→ DOCUMENT SEGMENT:

While the earning picked up with additional wins, Tana says her new career is more about passion than finances. It can be feast or famine, but she won $100,000 at Calgary in 2007 which has carried her through the past two years while Amigo had to have surgery in 2008. Tana also broke her ankle in 2009 so the unexpected expenses really did add up. To an outside observer, it might look like Tana is rolling in the dough of her winnings but they don’t see the expenses of travel, veterinary care, and human health care. Tana admits, she has not “made it” yet but she is still going strong.
At the Top of Your Game
While the critical element is having a great horse for a partner Tana also learned that it takes perseverance and really knowing your horse to help him stay at the top of his game. In addition to the now 15-yr-old Amigo, Tana also has 8-yr-old Goose with whom she is partnering. It is definitely a partnership—she takes care of her guys and they take care of her.
Tana has learned the importance of financial planning since she cannot count on regular winnings. She advises others interested in pursuing a high risk career transition to never look back and never give up.
Family also plays a very important role in Tana’s success and she could not continue on this path without their strong support. Tana’s son Brodie kept telling her in the first few years when she wanted to quit and go home, “No Mom, you’ve got to keep going so we can go to the NFR!”

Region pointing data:
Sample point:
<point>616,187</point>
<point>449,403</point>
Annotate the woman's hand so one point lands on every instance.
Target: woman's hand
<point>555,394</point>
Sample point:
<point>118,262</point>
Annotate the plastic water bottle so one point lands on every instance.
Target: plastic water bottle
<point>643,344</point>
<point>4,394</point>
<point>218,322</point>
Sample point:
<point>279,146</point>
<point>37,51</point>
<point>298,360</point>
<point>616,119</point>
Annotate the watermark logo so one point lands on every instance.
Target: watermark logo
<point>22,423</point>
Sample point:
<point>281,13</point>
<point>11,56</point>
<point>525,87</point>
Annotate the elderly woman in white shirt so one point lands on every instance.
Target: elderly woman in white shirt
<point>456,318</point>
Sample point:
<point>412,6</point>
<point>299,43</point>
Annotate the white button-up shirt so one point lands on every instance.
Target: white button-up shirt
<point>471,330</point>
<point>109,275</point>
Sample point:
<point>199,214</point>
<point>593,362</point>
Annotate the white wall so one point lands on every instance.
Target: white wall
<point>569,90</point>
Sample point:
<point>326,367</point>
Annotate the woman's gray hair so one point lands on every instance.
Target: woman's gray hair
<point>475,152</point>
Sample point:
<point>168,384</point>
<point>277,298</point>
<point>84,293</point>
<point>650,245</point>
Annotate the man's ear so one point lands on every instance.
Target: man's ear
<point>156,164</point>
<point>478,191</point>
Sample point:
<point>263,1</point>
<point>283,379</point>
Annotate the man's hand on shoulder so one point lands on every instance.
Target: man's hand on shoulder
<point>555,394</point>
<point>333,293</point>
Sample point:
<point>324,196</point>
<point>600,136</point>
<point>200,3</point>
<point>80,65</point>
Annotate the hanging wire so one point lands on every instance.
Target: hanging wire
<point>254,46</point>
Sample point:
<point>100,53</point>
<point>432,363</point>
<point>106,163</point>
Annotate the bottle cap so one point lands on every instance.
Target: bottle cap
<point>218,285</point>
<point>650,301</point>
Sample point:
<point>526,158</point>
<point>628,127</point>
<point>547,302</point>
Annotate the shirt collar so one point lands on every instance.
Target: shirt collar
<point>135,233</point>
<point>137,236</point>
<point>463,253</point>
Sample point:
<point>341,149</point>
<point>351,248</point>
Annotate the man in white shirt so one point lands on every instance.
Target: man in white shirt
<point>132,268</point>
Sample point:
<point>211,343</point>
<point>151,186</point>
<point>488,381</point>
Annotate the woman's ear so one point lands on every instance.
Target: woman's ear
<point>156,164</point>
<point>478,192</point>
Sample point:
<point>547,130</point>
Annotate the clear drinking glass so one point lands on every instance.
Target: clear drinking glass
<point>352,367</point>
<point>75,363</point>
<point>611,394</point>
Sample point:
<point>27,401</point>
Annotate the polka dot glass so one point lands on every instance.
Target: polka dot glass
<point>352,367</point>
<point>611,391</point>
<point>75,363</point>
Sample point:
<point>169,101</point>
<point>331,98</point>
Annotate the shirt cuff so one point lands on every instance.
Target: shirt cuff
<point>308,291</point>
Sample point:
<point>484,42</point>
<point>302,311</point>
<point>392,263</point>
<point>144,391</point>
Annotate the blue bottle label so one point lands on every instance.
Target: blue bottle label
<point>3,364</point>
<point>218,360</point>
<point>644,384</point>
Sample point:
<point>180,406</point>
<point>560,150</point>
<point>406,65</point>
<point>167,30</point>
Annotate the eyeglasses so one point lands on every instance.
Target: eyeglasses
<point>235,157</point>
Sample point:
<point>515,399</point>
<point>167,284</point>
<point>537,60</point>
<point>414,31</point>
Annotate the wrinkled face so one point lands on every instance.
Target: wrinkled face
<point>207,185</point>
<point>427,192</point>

→ WORK REQUEST: Quote the passage from the profile of Tana exactly, starting with "Tana has learned" and going on through "never give up.".

→ YOUR RESPONSE:
Tana has learned the importance of financial planning since she cannot count on regular winnings. She advises others interested in pursuing a high risk career transition to never look back and never give up.